Document text
-------------------------
Bill Freeman

Bill Freeman

Gerrymandering is “the practice of dividing or arranging a territorial unit into election districts in a way that gives one political party an unfair advantage in elections,” as defined by Merriam-Webster. The fact that both political parties have used this tool over the years does not make it right, or fair, for Tennessee’s voters.

With the official census count expected soon, there has been a lot of chatter and speculation of how our population shifts will impact the redistricting of Tennessee’s congressional seats, including speculation of what district gerrymandering we could see. From what we’re hearing, Nashvillians should be paying close attention.

Republican officials have long been eyeing Nashville’s 5th Congressional District as a target to be redrawn — thus carving out enough Democrat voters to make the 5th winnable by a Republican. This attempt to gerrymander Democratic U.S. Rep. Jim Cooper’s seat, which he has held since 2003, has been a long time coming. 

Our Republican-dominated state legislature is expected to begin the process of redrawing districts early in the fall, when the U.S. Census Bureau figures are released.

We should expect this reshaping of district lines — more people have moved to Nashville and the state in the past decade. Middle Tennesseans, and Nashvillians in particular, have seen substantial population growth for many years now. It’s the responsibility of our elected officials to review this information regularly to ensure that our population is accurately and fairly represented by our elected leaders, from the school board level all the way up the U.S. Congress.

That said, our state’s majority party regularly uses these reapportionment times to better suit their chances at winning in a district historically represented by Democrats. With control of the state legislature and the executive branch, Tennessee’s Republicans will have the opportunity to redraw the lines. Nashville Democrats should be aware of this potential issue, since a result of redistricting would very likely be that solidly blue areas of Nashville get divvied up across multiple districts. As a result, Nashville Democrats’ voice and vote would have diminished impact.
-------------------------
Exercise prompt
Reproduce the piece on gerrymandering and Tennessee's congressional redistricting in full, word for word. The lines that follow come from a separate source.

Data below
-------------------------
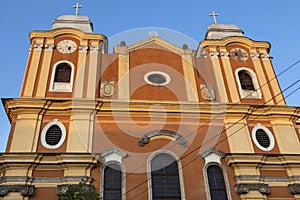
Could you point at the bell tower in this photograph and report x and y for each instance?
(65, 60)
(63, 64)
(243, 66)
-------------------------
Solution to this problem
Bill Freeman

Bill Freeman

Gerrymandering is “the practice of dividing or arranging a territorial unit into election districts in a way that gives one political party an unfair advantage in elections,” as defined by Merriam-Webster. The fact that both political parties have used this tool over the years does not make it right, or fair, for Tennessee’s voters.

With the official census count expected soon, there has been a lot of chatter and speculation of how our population shifts will impact the redistricting of Tennessee’s congressional seats, including speculation of what district gerrymandering we could see. From what we’re hearing, Nashvillians should be paying close attention.

Republican officials have long been eyeing Nashville’s 5th Congressional District as a target to be redrawn — thus carving out enough Democrat voters to make the 5th winnable by a Republican. This attempt to gerrymander Democratic U.S. Rep. Jim Cooper’s seat, which he has held since 2003, has been a long time coming. 

Our Republican-dominated state legislature is expected to begin the process of redrawing districts early in the fall, when the U.S. Census Bureau figures are released.

We should expect this reshaping of district lines — more people have moved to Nashville and the state in the past decade. Middle Tennesseans, and Nashvillians in particular, have seen substantial population growth for many years now. It’s the responsibility of our elected officials to review this information regularly to ensure that our population is accurately and fairly represented by our elected leaders, from the school board level all the way up the U.S. Congress.

That said, our state’s majority party regularly uses these reapportionment times to better suit their chances at winning in a district historically represented by Democrats. With control of the state legislature and the executive branch, Tennessee’s Republicans will have the opportunity to redraw the lines. Nashville Democrats should be aware of this potential issue, since a result of redistricting would very likely be that solidly blue areas of Nashville get divvied up across multiple districts. As a result, Nashville Democrats’ voice and vote would have diminished impact.